Romancing the 60s is your first solo album in 28 years. What gave you the itch to record again?
Well, we had a call from a record company who asked if we’d be interested in doing an album. We thought about what kind of an album we would do and the 60s seemed to be a great idea because there were many, many songs in the 60s that have withstood the test of time. It was a good feel for me because I some of them were my favorite songs.
There are so many great romantic songs from the sixties – many that you had recorded – was it hard to pick just fourteen of those for Romancing the 60s?
It really was. We must have listened to hundreds of songs.
Do you think you might be doing more of these albums in the future to cover some songs you couldn’t include?
I’m not too sure. The record business is in a very strange place. I still would like to do more recordings, but I’m not sure whether I want to just go in and record rock and roll oldies. There are a lot of standards. As I said, my main thrust in this business was jazz I grew up listening to as a kid.
That would be another good idea. These are romantic songs of the 60s. Do you think you may do more in this series looking at some of the other sides of that or other eras – i.e. soulful, protest, story songs or like you said more jazz-oriented things?
Well, you get the portfolio of writers like Cole Porter and Irving Berlin and the Gershwins and Rodgers & Hart – I mean the list goes on.
I noticed that you picked two songs each from the Drifters and Burt Bacharach to record. Were these artists particular favorites of yours?
Yes they were. And the songs were also. It wasn’t just artists. It was songs, so the writers played a very, very important part in that. Burt Bacharach and Hal David are two incredible writers. Carole King. Leiber and Stoller in that period of time that they were writing songs. There was just a slew of really great, talented people that came from that period.

_SUPPLIED INFORMATION_

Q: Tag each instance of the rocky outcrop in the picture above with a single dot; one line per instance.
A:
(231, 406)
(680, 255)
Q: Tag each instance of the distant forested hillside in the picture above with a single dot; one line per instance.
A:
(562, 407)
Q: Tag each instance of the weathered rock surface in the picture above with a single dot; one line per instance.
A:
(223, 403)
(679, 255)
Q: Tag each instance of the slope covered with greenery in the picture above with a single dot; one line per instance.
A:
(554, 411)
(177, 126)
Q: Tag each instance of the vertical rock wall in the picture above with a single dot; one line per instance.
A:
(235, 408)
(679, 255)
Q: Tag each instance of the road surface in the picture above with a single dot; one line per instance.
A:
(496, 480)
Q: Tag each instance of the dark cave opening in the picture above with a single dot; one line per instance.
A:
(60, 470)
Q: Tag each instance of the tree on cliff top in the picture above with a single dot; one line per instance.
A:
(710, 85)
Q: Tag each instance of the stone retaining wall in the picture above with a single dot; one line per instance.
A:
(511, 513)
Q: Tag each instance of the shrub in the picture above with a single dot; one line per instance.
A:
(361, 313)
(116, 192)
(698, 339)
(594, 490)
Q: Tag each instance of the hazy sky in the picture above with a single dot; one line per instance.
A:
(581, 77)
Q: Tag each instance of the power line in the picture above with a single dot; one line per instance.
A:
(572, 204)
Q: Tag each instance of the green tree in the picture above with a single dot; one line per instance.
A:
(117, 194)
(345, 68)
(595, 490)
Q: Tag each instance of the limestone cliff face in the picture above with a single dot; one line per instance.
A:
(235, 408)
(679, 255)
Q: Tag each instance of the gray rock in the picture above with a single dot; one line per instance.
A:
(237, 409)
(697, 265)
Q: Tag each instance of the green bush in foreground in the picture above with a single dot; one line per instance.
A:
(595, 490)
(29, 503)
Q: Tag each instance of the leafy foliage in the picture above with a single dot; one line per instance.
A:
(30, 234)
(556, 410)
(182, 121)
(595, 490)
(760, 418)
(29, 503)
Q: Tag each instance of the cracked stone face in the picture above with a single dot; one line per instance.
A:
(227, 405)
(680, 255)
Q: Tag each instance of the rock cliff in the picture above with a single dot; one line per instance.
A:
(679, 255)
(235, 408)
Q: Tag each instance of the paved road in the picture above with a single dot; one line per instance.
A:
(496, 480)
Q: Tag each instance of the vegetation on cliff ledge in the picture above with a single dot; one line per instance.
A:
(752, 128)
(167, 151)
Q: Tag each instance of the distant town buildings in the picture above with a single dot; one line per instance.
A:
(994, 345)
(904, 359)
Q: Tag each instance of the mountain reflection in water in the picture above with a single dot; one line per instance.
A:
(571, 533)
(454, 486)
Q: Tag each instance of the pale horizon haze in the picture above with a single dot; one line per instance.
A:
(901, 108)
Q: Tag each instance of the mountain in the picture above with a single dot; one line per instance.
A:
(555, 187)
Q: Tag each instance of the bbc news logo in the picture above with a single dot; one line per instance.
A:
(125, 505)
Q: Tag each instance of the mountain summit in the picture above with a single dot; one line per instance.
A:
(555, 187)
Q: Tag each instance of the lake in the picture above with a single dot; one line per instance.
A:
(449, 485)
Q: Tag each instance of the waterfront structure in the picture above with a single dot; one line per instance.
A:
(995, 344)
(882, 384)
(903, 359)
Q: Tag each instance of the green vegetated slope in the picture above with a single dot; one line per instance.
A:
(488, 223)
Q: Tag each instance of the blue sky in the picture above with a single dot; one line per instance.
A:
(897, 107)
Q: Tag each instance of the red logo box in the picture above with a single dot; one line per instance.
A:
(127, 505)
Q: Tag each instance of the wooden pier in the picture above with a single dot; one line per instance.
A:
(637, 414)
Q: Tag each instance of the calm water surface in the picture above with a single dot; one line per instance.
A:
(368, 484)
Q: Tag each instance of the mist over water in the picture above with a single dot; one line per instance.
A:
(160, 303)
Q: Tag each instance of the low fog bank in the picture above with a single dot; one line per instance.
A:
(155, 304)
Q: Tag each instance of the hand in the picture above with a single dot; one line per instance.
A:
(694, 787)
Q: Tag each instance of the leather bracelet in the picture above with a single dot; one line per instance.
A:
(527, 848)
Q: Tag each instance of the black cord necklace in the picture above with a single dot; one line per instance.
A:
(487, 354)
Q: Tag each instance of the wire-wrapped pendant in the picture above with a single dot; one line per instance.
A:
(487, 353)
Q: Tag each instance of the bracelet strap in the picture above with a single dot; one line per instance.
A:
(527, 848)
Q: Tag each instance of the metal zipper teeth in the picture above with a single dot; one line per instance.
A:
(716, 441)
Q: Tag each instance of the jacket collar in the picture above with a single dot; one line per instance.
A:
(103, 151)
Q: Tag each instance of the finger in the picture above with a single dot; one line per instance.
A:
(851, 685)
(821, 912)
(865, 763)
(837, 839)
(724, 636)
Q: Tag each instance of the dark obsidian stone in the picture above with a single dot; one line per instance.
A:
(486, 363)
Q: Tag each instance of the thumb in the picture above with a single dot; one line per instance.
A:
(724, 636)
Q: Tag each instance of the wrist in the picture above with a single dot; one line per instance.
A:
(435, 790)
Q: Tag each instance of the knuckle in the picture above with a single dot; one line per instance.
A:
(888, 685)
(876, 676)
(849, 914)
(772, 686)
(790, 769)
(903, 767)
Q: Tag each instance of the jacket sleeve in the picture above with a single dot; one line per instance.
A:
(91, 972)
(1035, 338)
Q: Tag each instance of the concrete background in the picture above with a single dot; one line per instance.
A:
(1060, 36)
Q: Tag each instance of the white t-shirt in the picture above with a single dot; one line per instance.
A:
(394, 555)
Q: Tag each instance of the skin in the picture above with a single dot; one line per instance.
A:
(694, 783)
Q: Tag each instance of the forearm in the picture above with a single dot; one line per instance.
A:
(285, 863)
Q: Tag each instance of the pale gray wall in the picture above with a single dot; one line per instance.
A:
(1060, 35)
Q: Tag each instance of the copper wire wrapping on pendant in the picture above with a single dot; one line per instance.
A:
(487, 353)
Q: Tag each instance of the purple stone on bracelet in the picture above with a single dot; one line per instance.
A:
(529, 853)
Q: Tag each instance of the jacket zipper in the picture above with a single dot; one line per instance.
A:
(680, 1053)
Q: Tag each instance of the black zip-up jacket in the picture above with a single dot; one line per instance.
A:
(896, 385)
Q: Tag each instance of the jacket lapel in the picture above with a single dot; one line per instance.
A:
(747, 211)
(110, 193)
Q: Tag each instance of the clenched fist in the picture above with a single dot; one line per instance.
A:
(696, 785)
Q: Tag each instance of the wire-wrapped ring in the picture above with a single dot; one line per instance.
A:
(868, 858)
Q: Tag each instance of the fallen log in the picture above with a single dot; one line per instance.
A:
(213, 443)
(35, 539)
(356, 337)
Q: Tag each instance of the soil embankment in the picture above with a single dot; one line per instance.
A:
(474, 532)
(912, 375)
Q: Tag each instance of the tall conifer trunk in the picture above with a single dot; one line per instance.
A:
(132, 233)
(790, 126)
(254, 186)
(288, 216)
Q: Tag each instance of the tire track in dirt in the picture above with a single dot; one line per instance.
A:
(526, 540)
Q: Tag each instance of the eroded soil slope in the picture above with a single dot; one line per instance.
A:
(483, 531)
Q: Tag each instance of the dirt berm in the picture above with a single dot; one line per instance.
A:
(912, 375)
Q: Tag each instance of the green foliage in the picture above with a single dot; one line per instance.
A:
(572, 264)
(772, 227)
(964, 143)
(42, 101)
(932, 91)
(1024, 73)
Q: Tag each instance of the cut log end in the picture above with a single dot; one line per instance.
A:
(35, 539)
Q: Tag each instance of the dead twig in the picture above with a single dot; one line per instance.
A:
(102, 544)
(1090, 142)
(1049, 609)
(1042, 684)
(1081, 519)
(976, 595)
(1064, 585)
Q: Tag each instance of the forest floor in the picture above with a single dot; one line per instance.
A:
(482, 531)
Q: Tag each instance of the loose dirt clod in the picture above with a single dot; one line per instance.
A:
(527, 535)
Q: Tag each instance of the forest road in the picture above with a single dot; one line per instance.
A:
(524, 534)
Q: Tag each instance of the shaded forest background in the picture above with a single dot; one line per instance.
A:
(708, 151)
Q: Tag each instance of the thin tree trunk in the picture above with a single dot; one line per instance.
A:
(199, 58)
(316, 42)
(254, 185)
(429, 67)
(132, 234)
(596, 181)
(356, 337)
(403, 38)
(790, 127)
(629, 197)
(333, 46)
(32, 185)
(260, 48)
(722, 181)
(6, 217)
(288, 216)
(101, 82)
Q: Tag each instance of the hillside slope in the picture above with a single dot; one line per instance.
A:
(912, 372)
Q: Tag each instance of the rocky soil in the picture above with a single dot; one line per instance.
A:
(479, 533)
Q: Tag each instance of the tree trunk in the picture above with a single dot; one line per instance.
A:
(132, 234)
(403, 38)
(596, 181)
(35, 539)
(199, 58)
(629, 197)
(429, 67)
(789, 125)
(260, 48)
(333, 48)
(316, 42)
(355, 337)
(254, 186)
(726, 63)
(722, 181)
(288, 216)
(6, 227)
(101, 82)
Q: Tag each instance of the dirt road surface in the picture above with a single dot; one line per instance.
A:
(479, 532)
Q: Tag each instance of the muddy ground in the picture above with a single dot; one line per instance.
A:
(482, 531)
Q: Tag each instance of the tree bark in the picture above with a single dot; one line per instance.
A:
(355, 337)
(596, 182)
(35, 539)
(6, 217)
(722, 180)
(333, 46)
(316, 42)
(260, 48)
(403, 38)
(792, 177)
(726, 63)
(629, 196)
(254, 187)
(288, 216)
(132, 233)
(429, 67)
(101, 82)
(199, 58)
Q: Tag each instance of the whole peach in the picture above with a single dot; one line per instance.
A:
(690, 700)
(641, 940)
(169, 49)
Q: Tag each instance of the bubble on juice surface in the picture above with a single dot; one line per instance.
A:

_EXERCISE BRIEF_
According to the interview, how many years passed between Romancing the 60s and the previous solo album? The material has no connection to the interview text.

_RESPONSE TO THE TASK_
28 years.